## PAGE TEXT
=== Section Start ===

An easy way to distinguish between a parameter and a statistic is to note the repetition in the first letters:
- Population Parameter True (usually unknown) value describing a population
- Sample Statistic Estimate of the population parameter obtained from a sample
In the example above, the sample mean \(\bar x\) = $14,100 is a statistic. Over the last few years, the total mean cost to treat tuberculosis in India has been $13,800. This $13,800 is considered a parameter because it is the “known” value for the full population.
Different symbols are used to distinguish between the sample mean (a statistic) and the population mean (a parameter). The symbol for the sample mean is \(\bar x\). The symbol for the population mean is \(\mu\).
Perspective
The mean cost to treat the ten tuberculosis patients in the sample was \(\bar x\) = $14,100. This number gives us some useful information. However, if this was all we were given, we would not be able to distinguish the data above from a situation where the cost for each of the ten patients was exactly $14,100. Notice that if the cost for each patient was $14,100, the mean would be:
\[\bar x=\frac{14100 + 14100 + 14100 + 14100 + 14100 + 14100 + 14100 + 14100 + 14100 + 14100}{10} =14,100\]
Even though measures of center are important, we need to consider the shape, center and spread of a distribution of data. When evaluating data, it is sometimes tempting to compute a mean but to avoid creating a histogram. This can lead to errant decisions based on a misunderstanding or incorrect transcription of data. If there is a transcription error in the data, it is sometimes easiest to detect it as an outlier in a histogram.

=== Section End ===

## INFORMATION
=== Section Start ===

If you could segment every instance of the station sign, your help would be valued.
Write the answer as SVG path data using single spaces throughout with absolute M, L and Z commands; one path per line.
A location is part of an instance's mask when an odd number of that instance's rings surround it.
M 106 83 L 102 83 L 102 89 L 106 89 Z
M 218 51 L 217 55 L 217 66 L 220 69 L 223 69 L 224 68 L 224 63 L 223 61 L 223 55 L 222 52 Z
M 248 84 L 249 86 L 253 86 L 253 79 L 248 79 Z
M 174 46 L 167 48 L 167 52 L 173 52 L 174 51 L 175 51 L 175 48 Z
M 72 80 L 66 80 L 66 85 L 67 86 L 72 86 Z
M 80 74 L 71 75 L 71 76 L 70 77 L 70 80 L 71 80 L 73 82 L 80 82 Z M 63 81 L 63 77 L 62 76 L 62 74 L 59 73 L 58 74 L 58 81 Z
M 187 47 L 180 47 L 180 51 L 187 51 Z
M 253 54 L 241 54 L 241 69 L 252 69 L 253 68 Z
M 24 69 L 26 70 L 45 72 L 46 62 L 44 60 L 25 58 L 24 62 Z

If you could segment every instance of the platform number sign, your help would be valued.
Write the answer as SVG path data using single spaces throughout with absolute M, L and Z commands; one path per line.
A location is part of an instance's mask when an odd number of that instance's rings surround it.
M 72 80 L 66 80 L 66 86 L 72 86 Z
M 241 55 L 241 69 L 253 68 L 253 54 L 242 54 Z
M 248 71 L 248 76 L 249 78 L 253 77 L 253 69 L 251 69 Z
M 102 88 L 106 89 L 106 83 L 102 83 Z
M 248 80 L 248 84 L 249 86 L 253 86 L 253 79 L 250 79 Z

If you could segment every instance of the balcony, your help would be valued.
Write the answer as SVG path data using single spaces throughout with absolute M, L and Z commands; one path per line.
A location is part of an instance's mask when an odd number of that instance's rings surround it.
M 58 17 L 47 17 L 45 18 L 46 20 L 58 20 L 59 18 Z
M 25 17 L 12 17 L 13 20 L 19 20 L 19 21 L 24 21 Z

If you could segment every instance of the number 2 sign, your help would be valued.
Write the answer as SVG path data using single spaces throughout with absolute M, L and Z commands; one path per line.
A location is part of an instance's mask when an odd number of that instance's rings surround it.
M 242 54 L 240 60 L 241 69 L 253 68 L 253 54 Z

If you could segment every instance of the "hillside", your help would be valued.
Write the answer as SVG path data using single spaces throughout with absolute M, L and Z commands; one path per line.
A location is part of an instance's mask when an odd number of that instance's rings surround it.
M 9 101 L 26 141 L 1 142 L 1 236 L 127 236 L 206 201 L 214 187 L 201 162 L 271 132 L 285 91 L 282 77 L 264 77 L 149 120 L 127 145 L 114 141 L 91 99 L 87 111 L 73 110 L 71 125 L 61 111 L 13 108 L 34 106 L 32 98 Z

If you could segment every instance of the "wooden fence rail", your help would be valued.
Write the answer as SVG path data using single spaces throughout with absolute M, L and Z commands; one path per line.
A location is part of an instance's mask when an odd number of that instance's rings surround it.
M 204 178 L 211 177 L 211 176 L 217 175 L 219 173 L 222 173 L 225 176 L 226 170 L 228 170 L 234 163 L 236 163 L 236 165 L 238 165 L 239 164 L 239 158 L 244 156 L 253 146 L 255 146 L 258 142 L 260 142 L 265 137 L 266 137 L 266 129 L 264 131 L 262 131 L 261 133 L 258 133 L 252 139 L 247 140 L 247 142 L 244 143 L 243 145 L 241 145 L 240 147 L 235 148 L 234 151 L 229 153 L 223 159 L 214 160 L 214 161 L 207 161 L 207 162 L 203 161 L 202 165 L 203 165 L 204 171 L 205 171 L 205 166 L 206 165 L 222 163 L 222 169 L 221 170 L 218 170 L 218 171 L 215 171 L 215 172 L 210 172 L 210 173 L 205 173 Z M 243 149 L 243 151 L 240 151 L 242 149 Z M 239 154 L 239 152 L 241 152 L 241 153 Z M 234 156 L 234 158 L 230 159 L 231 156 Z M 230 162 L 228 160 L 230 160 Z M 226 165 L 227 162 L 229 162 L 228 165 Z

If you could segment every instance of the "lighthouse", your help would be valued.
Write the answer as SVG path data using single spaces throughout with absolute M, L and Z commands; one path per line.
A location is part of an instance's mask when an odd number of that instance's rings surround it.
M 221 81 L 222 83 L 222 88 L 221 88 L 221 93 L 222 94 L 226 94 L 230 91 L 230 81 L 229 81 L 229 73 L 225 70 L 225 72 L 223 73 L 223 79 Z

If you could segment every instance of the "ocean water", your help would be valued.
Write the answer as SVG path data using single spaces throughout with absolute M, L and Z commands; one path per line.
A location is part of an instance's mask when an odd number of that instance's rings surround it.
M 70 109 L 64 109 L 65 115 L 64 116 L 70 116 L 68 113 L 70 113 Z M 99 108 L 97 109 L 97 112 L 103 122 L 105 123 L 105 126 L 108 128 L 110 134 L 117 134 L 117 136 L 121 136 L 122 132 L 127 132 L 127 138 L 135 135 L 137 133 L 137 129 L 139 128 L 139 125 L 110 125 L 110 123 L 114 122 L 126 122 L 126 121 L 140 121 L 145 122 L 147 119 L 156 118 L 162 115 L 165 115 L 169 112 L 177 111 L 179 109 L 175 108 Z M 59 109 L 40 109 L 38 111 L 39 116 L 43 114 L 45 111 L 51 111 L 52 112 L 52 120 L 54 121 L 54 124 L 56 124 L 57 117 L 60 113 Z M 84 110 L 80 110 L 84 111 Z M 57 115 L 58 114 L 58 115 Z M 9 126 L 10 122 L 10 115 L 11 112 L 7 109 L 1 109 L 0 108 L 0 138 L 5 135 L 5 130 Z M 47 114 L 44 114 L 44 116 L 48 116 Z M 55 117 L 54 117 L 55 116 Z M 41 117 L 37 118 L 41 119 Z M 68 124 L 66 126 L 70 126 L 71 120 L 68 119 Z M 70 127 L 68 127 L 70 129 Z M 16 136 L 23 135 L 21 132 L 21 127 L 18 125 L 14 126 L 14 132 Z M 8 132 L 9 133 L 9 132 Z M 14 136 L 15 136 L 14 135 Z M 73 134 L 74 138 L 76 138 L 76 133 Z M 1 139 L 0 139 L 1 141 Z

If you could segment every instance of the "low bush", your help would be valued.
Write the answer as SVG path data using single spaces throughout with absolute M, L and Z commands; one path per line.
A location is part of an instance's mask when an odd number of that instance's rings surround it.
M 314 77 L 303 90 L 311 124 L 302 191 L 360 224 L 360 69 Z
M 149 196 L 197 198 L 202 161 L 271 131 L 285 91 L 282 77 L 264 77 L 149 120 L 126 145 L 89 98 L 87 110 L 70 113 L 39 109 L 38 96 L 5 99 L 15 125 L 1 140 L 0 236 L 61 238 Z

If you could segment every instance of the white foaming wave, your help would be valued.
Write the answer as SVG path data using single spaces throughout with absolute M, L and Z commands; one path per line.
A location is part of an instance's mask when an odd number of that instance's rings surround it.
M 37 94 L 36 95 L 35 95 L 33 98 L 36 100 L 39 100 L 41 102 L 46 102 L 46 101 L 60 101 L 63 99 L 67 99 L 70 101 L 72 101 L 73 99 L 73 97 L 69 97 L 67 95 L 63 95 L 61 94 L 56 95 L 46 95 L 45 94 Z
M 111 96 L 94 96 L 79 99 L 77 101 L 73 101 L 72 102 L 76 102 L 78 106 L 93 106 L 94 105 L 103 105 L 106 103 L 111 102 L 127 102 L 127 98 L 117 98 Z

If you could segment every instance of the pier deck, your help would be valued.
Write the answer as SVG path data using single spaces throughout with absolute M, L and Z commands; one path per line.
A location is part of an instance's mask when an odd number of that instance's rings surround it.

=== Section End ===

## WORK REQUIRED
Write the next part of the statistics lesson, picking up after its last sentence. The data is separate material with no tie to the statistics lesson.

## EXERCISE ANSWER
Summary
Histograms are created by dividing the number line into several equal parts, starting at or below the minimum value occurring in the data and ending at or above the maximum value in the data. The number of data points occurring in each interval (called a bin) are counted. A bar is then drawn for each bin so that the height of the bar shows the number of data points contained in that bin.
A histogram allows us to visually interpret data to quickly recognize which values are most common and which values are least common in the data.
Histograms can be left-skewed (the majority of the data is on the right of the histogram, less common values stretch to the left side), right-skewed (majority of the data is on the left side with less common values stretching to the right), or symmetrical and bell-shaped (most data is in the middle with less common values stretching out to either side).
The mean, median, and mode are measures of the center of a distribution. The mean is the most common measure of center and is computed by adding up the observed data and dividing by the number of observations in the data set. The median represents the 50th percentile in the data. The mean can be calculated in R using
mean(...)
, the median by usingmedian(...)
, and the mode bytable(...)
where the...
in each case consists of the data.When comparing the centers of distributions using graphical and numerical summaries, the direction of the skew showing in the histogram will generally correspond with the mean being pulled in that direction.
Right-skewed | Symmetric & Bell-shaped | Left-skewed |
---|---|---|
Mean: $10.45 Median: $9.04 Mean is to the right of the median. |
Mean: 71.1 inches Median: 71 inches Mean and median are roughly equal. |
Mean: 3.42 Median: 3.45 Mean is to the left of the median. |
In a symmetrical and bell-shaped distribution of data, the mean, median, and mode are all roughly the same in value. However, in a skewed distribution, the mean is strongly influenced by outliers and tends to be pulled in the direction of the skew. In a left-skewed distribution, the mean will tend to be to the left of the median. In a right-skewed distribution, the mean will tend to be to the right of the median.
A parameter is a true (but usually unknown) number that describes a population. A statistic is an estimate of a parameter obtained from a sample of the population.